→ UNTERSUCHTER TEXT
◆ ◆ ◆ ◆ ◆ ◆ ◆

© JUNGE FREIHEIT Verlag GmbH & Co.  www.jungefreiheit.de    01/00 24. Dezember / 31. Dezember 1999


Zitate

"Während des halbstündigen Interviews, das Helmut Kohl dem ZDF am Donnerstagabend gegeben hat, fiel unsichtbar, aber ganz unverkennbar der Mantel der Geschichte von seinen Schultern. Am Ende saß wieder der Kohl der achtziger Jahre im Studio, die beleidigte Unschuld vom Lande, der patzige, schlecht erzogene, schlecht formulierende, sich in einem Gewirr widersprüchlicher Affekte verheddernde Provinzpolitiker; jene Verkörperung der Peinlichkeit, die von langer Folter weich-gekochte Intellektuelle irgendwann einmal zu lieben vorgaben, um ihre endlose Niederlage gegenüber dieser zähen Niedrigkeit zu bedecken wie eine Blöße, für die man sich schämen muß. (...) Redliche deutsche Staatsbürgr, die für einen guten Zweck Gesetze brechen, dürfen sich auf das Wort ihres Spießgesellen verlassen, auch wenn es sich dabei um den deutschen Bundeskanzler handelt, der sich auf die Einhaltung der Gesetze und Treue zur Verfassung eigens verpflichtet hat. Klarer kann man die Prioritäten, mit denen das System Kohl offenbar funktionierte, nicht offenlegen: Die mafiose Abmachung unter Privatleuten fern von allem Regierungshandeln genießt höhere Geltung als ein Artikel des Grundgesetzes."

◆ ◆ ◆ ◆ ◆ ◆ ◆

→ Gespeicherte Dateneinträge
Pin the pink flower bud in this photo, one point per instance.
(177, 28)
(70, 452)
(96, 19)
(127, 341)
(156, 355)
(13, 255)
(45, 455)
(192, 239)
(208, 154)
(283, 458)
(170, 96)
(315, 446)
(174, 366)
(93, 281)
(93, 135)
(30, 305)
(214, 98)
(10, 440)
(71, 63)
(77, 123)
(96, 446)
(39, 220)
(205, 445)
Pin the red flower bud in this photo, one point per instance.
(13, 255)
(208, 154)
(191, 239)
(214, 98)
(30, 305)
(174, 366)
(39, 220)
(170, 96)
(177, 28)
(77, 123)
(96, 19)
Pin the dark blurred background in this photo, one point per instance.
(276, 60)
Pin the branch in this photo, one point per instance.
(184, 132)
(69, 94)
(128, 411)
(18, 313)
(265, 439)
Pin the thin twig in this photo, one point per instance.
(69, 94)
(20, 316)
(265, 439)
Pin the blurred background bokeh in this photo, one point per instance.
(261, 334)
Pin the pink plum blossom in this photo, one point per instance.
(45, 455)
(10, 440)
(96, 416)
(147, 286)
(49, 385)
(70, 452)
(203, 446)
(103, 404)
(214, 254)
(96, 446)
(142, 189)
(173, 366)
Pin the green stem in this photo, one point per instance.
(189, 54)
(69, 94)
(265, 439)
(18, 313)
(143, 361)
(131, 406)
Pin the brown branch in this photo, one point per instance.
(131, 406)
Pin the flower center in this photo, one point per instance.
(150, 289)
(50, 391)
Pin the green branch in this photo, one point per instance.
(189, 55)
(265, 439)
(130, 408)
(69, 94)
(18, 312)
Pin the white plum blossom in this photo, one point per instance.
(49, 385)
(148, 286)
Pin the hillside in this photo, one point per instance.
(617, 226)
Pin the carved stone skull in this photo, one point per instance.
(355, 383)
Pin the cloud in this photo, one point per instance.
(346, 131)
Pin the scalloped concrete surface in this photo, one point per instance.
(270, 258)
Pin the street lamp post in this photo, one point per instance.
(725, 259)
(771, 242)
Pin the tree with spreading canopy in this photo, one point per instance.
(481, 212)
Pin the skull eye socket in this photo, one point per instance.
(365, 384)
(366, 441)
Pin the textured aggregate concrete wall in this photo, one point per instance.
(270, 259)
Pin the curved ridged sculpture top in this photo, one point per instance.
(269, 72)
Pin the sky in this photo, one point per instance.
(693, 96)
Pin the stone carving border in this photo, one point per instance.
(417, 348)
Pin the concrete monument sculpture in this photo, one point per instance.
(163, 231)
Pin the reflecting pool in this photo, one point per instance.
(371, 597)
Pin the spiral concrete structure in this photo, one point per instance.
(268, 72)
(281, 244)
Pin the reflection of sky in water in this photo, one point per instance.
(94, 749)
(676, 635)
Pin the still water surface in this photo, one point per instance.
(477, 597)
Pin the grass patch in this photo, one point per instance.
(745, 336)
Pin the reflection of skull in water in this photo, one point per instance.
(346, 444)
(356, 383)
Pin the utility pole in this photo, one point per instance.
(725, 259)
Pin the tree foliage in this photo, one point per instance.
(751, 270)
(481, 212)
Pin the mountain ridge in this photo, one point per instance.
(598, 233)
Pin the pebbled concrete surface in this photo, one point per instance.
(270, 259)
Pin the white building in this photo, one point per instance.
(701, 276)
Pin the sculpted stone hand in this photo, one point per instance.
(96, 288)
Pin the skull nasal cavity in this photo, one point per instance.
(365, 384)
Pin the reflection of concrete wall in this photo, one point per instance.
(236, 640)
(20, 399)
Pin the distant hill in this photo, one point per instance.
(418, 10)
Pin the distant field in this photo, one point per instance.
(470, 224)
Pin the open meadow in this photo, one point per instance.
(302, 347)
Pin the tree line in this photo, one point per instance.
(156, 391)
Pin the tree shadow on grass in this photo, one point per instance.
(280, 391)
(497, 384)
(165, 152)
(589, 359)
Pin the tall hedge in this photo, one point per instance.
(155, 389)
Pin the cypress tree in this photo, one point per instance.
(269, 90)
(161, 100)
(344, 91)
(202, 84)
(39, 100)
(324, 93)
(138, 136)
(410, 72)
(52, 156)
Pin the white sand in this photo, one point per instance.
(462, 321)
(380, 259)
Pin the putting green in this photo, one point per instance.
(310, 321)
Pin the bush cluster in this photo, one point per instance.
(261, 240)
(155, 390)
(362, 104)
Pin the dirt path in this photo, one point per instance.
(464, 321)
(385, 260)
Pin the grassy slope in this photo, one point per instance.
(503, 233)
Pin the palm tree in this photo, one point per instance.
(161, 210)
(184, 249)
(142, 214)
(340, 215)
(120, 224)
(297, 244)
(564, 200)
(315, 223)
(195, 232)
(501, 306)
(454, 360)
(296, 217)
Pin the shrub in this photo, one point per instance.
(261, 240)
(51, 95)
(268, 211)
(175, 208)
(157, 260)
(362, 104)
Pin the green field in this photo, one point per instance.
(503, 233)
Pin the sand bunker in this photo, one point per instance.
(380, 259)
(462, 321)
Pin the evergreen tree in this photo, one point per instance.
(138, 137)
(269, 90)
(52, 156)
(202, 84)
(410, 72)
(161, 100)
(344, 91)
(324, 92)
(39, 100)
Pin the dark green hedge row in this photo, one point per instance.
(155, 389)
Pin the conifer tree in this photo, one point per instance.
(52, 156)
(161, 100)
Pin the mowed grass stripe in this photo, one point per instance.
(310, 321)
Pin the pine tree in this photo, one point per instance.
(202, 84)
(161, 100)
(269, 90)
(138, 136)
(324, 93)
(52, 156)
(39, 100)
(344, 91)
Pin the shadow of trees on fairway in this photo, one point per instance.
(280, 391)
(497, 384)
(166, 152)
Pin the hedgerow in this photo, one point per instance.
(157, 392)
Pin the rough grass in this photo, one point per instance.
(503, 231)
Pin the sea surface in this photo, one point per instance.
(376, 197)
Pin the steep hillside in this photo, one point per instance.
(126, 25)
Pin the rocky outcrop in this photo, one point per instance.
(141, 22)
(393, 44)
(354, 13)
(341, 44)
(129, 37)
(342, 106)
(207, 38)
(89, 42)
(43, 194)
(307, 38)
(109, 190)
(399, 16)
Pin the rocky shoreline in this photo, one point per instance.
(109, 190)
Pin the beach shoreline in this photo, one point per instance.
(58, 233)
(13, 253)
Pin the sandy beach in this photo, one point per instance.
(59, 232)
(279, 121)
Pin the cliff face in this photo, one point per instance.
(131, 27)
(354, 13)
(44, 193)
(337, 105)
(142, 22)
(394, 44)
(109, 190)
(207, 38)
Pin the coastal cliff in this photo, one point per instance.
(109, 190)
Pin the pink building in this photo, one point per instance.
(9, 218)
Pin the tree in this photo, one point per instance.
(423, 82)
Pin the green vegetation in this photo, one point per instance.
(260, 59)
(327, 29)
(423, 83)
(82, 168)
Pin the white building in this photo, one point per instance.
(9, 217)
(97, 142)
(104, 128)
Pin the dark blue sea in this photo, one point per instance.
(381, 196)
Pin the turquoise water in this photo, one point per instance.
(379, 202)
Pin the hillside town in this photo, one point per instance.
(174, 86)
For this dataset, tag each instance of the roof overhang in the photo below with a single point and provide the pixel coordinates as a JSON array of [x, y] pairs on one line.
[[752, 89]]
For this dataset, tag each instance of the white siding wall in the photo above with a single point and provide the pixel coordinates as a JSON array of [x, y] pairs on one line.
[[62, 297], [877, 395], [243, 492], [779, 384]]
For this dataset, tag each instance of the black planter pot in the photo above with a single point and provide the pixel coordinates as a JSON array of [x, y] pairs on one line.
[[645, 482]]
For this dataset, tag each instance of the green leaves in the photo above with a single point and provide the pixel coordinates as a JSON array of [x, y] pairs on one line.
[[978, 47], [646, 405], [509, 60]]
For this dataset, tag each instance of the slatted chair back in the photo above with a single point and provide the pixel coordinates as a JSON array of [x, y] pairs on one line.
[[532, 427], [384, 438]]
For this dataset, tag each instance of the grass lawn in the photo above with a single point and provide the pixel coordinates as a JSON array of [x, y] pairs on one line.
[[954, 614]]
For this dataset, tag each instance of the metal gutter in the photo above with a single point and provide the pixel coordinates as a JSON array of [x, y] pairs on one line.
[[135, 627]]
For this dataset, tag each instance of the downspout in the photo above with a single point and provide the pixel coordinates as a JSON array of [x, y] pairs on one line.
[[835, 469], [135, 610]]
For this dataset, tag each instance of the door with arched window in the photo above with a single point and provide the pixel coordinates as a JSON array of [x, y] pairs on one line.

◆ ◆ ◆ ◆ ◆ ◆ ◆

→ ARBEITSAUFTRAG 1
Beantworten Sie zum Text über Kohls ZDF-Interview die folgenden Fragen:
(a) Wie lange dauerte das Interview, das Helmut Kohl dem ZDF gab?
(b) Als der Kohl welchen Jahrzehnts saß er am Ende im Studio?
(c) Was genießt laut Text höhere Geltung als ein Artikel des Grundgesetzes?
→ ARBEITSAUFTRAG 2
Führen Sie den Text über Kohls ZDF-Interview im Anschluss an seinen letzten Satz weiter.
Die Datensätze spielen hierfür keine Rolle.

→ SCHRIFTLICHE ANTWORT 1
(a) Es dauerte eine halbe Stunde.
(b) Als der Kohl der achtziger Jahre.
(c) Die mafiose Abmachung unter Privatleuten fern von allem Regierungshandeln.

→ SCHRIFTLICHE ANTWORT 2
Gustav Seibt in der "Berliner Zeitung" vom 18. Dezember 1999

 

 

"Manche Geldgeber haben ihre Spenden nur unter der Bedingung gegeben, daß sie anonym blieben. Ihre Anonymität war die Voraussetzung dafür, daß sie überhaupt spendeten. Deshalb erfolgten die Spenden auch in bar, weil sonst die Anonymität nicht gewährleistet gewesen wäre. Ich selbst habe solche Beträge entgegengenomen und sie an einen Mitarbeiter der Bundesgeschäftsstelle für die Parteiarbeit weitergereicht. Niemand sonst von der Parteiführung hat davon gewußt – weder der damalige Generalsekretär Peter Hintze, auch nicht sein Vorgänger Volker Rühe und auch nicht der jetzige Parteivorsitzende Wolfgang Schäuble."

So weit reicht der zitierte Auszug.